[[ DATASET EXTRACT open ]]

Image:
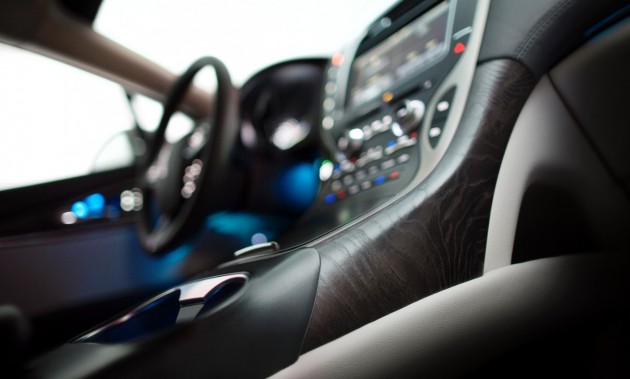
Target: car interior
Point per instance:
(446, 195)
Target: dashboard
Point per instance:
(390, 105)
(385, 168)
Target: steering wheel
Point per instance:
(181, 182)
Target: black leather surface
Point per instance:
(255, 334)
(539, 33)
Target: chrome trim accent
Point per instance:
(191, 300)
(267, 247)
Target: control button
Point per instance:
(435, 132)
(440, 115)
(347, 166)
(367, 132)
(459, 48)
(328, 122)
(462, 33)
(336, 172)
(373, 154)
(387, 121)
(343, 143)
(403, 158)
(409, 114)
(376, 126)
(336, 186)
(403, 142)
(443, 106)
(388, 164)
(355, 140)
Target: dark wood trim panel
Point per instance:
(378, 266)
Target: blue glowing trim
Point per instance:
(243, 226)
(95, 204)
(606, 21)
(298, 185)
(80, 209)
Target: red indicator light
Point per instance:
(337, 59)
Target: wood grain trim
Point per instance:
(432, 238)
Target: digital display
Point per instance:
(407, 51)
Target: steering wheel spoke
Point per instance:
(177, 173)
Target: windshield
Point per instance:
(247, 35)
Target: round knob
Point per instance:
(409, 114)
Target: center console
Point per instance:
(391, 104)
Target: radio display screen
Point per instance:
(408, 51)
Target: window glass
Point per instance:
(57, 121)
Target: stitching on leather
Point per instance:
(541, 26)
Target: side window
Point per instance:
(57, 121)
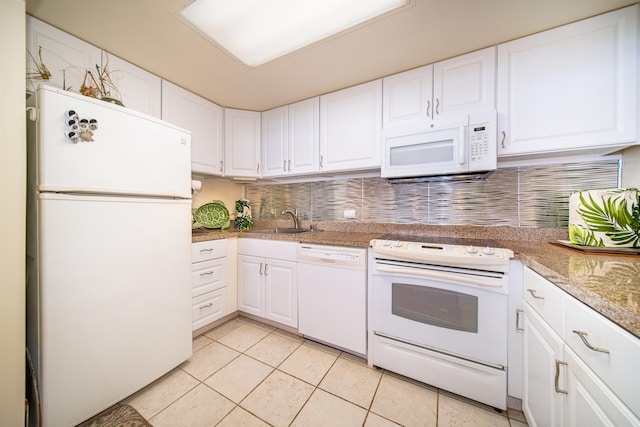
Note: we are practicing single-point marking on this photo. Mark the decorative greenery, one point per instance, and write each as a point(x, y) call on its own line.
point(244, 221)
point(613, 216)
point(582, 236)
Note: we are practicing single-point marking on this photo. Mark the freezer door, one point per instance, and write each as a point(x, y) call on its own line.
point(115, 300)
point(131, 153)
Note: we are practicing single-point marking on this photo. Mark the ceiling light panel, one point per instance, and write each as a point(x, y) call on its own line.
point(258, 31)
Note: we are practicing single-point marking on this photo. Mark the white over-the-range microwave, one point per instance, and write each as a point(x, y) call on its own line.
point(464, 144)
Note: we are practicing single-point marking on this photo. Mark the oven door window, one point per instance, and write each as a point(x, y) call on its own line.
point(434, 306)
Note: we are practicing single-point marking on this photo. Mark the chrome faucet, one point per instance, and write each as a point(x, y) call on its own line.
point(293, 216)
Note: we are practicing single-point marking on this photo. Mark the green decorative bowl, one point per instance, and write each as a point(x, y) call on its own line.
point(213, 215)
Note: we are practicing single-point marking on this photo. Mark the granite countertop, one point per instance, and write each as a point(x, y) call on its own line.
point(609, 284)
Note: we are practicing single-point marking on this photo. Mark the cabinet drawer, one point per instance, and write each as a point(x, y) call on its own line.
point(545, 298)
point(208, 276)
point(268, 249)
point(619, 367)
point(209, 249)
point(208, 308)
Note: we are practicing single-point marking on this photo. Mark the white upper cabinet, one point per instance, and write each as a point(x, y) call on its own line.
point(435, 92)
point(203, 119)
point(65, 56)
point(571, 88)
point(242, 143)
point(350, 127)
point(275, 141)
point(291, 139)
point(139, 89)
point(304, 136)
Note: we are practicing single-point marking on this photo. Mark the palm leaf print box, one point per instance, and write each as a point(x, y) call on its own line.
point(605, 218)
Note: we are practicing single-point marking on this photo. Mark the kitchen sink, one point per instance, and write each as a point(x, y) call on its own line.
point(281, 231)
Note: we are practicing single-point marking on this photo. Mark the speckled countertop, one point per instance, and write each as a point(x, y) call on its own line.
point(609, 284)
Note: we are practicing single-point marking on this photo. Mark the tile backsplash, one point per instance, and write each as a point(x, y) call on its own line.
point(523, 196)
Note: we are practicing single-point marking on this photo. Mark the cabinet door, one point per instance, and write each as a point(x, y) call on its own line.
point(464, 84)
point(275, 142)
point(281, 296)
point(304, 136)
point(570, 88)
point(242, 143)
point(542, 405)
point(589, 401)
point(67, 57)
point(251, 285)
point(139, 89)
point(203, 119)
point(350, 126)
point(407, 98)
point(614, 352)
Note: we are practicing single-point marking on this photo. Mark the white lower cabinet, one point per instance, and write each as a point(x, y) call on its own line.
point(267, 285)
point(542, 405)
point(208, 282)
point(567, 383)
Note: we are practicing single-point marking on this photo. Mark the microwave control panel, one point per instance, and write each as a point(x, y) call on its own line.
point(478, 142)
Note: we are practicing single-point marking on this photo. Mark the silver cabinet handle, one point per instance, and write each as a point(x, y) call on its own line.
point(533, 294)
point(518, 313)
point(557, 386)
point(583, 337)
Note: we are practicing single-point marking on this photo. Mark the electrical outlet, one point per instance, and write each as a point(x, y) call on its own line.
point(349, 213)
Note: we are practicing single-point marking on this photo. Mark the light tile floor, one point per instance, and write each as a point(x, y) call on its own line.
point(246, 373)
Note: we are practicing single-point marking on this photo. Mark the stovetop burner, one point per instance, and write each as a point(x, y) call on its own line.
point(476, 254)
point(443, 240)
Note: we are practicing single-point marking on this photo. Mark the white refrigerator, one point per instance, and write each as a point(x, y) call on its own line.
point(108, 252)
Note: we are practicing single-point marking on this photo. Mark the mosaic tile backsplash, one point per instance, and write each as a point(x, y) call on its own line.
point(524, 196)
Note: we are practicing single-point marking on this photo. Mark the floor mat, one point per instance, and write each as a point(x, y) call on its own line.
point(117, 416)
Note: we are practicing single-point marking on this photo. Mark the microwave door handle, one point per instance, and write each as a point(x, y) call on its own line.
point(461, 145)
point(480, 281)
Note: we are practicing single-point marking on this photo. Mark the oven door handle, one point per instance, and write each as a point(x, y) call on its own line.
point(483, 281)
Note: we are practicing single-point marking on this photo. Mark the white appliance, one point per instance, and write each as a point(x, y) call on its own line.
point(438, 314)
point(332, 295)
point(108, 252)
point(462, 145)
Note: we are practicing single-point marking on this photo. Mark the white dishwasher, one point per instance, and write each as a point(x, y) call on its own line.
point(332, 296)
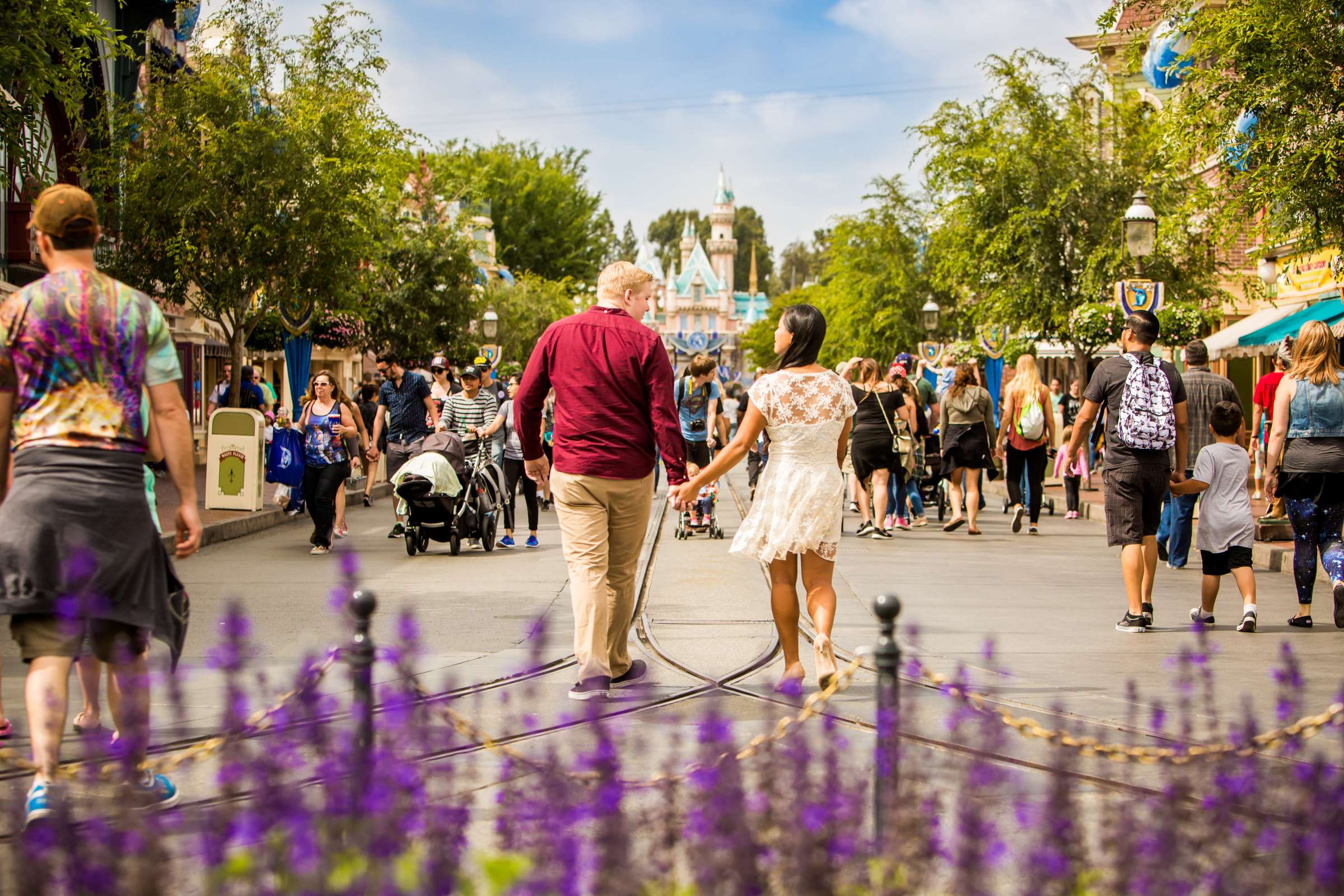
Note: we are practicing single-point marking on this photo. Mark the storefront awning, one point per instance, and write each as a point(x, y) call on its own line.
point(1258, 342)
point(1226, 339)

[[ DATASET EXTRACT closed ]]

**TASK ITEM**:
Copy exactly the stretch of data above from the line with "Target: black leather surface" through the line with "Target: blue glowing trim", and omit all other lines.

**EXERCISE SOLUTION**:
Target: black leather surface
Point per instance:
(255, 334)
(539, 33)
Target: chrome trim accent
Point per instance:
(191, 300)
(267, 247)
Target: control button
Point per instance:
(435, 132)
(440, 115)
(347, 166)
(367, 132)
(459, 48)
(328, 122)
(462, 33)
(336, 172)
(373, 154)
(387, 121)
(343, 143)
(403, 158)
(409, 114)
(376, 126)
(336, 186)
(403, 142)
(443, 106)
(388, 164)
(355, 140)
Target: dark wood trim panel
Point per instance:
(378, 266)
Target: blue glowing trim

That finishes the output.